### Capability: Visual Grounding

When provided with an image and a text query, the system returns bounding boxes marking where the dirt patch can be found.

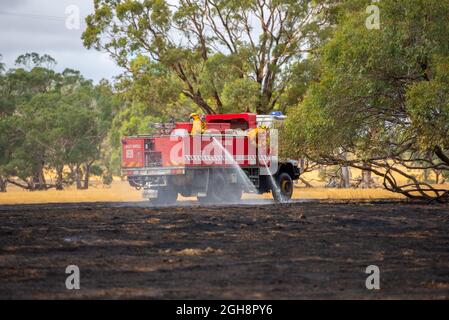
[0,201,448,299]
[161,247,223,256]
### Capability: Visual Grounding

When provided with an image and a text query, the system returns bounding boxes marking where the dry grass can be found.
[2,162,444,205]
[0,180,411,205]
[0,181,142,205]
[291,187,405,200]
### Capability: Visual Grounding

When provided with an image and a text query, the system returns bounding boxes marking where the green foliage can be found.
[15,52,57,70]
[221,78,259,113]
[83,0,332,114]
[284,0,449,199]
[286,0,449,157]
[0,53,118,191]
[278,58,320,113]
[122,56,185,117]
[406,56,449,150]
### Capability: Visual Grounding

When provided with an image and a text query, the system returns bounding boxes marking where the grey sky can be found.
[0,0,122,82]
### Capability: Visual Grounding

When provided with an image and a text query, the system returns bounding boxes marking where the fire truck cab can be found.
[121,113,300,204]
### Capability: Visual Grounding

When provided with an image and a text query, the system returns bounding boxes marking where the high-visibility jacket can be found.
[191,118,204,135]
[248,127,269,147]
[248,127,259,145]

##############################

(Activity):
An exact reprint of every record is required, with the pictures omitted.

(Answer):
### Capability: Visual Grounding

When provided with an image and a text query, the system returns bounding boxes marking where the dirt patch can be found.

[0,201,448,299]
[161,247,223,256]
### Capability: Visual Grounding

When provided with an image and a text query, the system returns bounding boxes marking where the dry grass can be found.
[2,162,444,205]
[0,180,411,205]
[0,181,142,205]
[291,187,405,200]
### Capability: Visual Grounding

When provided with an image and a text query, the system returns bounding boxes marking where the green foliage can be found.
[15,52,57,70]
[221,78,259,113]
[83,0,332,114]
[284,0,449,199]
[286,0,449,157]
[0,53,118,191]
[278,58,320,113]
[122,56,185,117]
[406,56,449,150]
### Capability: Visual Grounding

When provided with an image and a text query, the system returns bounding boxes marking where the grey sky can be found.
[0,0,122,82]
### Capability: Visual Grounding

When provided with an image and a text query, the system returns bounding boxes marking where the fire truck cab can be found.
[121,113,300,204]
### Capability: Visual Grounding

When provided with an image and a text query, the system returns bounding boxes marking where the high-visibility jacket can be found.
[191,118,204,135]
[248,127,269,147]
[248,127,259,145]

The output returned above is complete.